[Stored items from a collection]
------------------------
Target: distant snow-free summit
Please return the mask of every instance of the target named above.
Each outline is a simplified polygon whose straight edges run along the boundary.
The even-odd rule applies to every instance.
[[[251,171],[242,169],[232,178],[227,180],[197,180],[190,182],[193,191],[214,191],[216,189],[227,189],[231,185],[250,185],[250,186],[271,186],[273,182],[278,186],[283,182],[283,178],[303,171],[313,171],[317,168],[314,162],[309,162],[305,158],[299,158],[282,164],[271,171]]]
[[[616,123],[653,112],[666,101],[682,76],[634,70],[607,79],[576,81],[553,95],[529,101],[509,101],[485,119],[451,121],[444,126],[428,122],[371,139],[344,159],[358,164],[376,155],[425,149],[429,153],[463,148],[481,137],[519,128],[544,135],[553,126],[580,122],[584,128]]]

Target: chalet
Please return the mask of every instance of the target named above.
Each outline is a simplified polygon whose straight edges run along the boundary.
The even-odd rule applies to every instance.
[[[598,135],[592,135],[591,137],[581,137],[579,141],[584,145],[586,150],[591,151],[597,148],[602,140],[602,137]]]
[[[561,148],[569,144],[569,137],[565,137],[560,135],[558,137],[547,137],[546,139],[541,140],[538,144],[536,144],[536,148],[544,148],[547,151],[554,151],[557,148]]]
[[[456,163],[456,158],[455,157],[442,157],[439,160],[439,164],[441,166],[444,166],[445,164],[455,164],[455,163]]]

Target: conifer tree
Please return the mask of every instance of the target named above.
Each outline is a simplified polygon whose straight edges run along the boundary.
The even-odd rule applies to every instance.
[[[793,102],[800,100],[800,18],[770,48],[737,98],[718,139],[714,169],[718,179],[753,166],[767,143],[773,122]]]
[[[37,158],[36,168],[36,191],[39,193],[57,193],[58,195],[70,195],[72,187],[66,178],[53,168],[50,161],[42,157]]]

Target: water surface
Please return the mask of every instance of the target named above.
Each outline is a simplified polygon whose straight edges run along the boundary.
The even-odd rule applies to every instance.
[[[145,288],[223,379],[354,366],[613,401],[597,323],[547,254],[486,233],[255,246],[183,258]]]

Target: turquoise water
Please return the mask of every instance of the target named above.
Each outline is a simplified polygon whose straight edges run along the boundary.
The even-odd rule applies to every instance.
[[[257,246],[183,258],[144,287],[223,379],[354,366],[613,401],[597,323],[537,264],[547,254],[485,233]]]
------------------------
### HOW TO COMPLETE THIS TASK:
Your answer must be an exact copy of all the entries.

### WRITTEN SOLUTION:
Target: distant snow-free summit
Please return the mask of every instance of the target named above.
Each outline is a simplified polygon whose straight edges run along the boundary.
The even-odd rule applies to every instance.
[[[251,171],[242,169],[232,178],[227,180],[197,180],[190,182],[193,191],[214,191],[216,189],[227,189],[231,185],[250,185],[250,186],[271,186],[273,182],[278,186],[283,182],[283,178],[303,171],[313,171],[317,168],[314,162],[309,162],[305,158],[299,158],[282,164],[271,171]]]
[[[616,123],[653,112],[666,101],[682,76],[634,70],[607,79],[576,81],[553,95],[529,101],[509,101],[485,119],[451,121],[444,126],[428,122],[371,139],[344,159],[358,164],[376,155],[425,149],[429,153],[463,148],[481,137],[519,128],[544,135],[553,126],[580,122],[584,128]]]

Target: chalet
Please return the mask of every instance of the target named above.
Each outline is a simplified polygon whose straight edges run along the boundary.
The even-odd rule applies to every instance.
[[[598,135],[592,135],[591,137],[581,137],[579,141],[584,145],[586,150],[591,151],[597,148],[602,140],[602,137]]]
[[[561,148],[569,144],[569,137],[565,137],[560,135],[558,137],[547,137],[546,139],[541,140],[538,144],[536,144],[536,148],[544,148],[547,151],[554,151],[557,148]]]
[[[456,163],[456,158],[455,157],[442,157],[439,160],[439,164],[441,166],[444,166],[445,164],[455,164],[455,163]]]

Target: conifer tree
Please return the mask of every instance of the target named above.
Each outline is a simplified polygon whose straight edges run along the boundary.
The even-odd rule applies to every instance.
[[[793,102],[800,100],[800,18],[770,48],[737,98],[718,139],[714,169],[718,179],[753,166],[767,143],[773,122]]]
[[[37,158],[36,168],[36,191],[39,193],[57,193],[58,195],[70,195],[72,187],[66,178],[53,168],[50,161],[42,157]]]

Target: water surface
Please return the mask of every instance of the target named above.
Each outline is a simplified polygon whose straight edges run along the boundary.
The even-odd rule applies to every instance.
[[[145,288],[223,379],[354,366],[613,401],[597,323],[547,254],[486,233],[255,246],[183,258]]]

Target: turquoise water
Please return the mask of every instance of the target named above.
Each outline is a simplified polygon whose straight edges run along the boundary.
The even-odd rule applies to every instance.
[[[257,246],[183,258],[144,287],[223,379],[354,366],[613,401],[597,323],[537,264],[547,254],[485,233]]]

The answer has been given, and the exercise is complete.